**PASSAGE SHOWN:**
# Looking for mind-liked mummies who have baby about 7~8months old



## JJ79 (Dec 7, 2007)

Hello,
I am from Singapore and now staying in HongKong.

Wish to find mind-liked mummies who have baby about 7~8months old.Will like to form a playgroup where mummies can share the baby development together.

Thank you.


----------



## yloepicure (Apr 4, 2008)

*Mom to be moving to HK*

Hi there,

I am a first time mom 5 months pregnant and I will be moving back to HK in June to give birth and raise my daughter here. I am from HK and lived in the US for 15 years and I got married and now decided to move back. Althought I am from HK, I feel very different with the locals and the culture here. If you want to chat, you are more then welcome to drop me a line. I would love to know some new friends in HK.


----------



## Priscilla311 (Nov 11, 2009)

Hi JJ79 and yloe, I will be moving to hk. I am from Singapore.


----------



## fredmariahk (Dec 24, 2009)

Hi,

I am moving from Shanghai in March 2010 and have a 5 months baby boy (as well as a 3 year old). I would love to meet up with mums for playdates/exchange info regarding HK life. I used to live in HK pre-kids so this move definitely is totally different ball game for me. Let me know if anyone is interested in getting together then.


----------

**PROVIDED MATERIAL:**
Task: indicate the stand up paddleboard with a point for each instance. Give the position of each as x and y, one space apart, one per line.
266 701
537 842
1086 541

**WORK REQUIRED:** Give the username of every poster in the forum thread about starting a playgroup in Hong Kong, in the order they posted.

**CORRECT RESULT:**
JJ79
yloepicure
Priscilla311
fredmariahk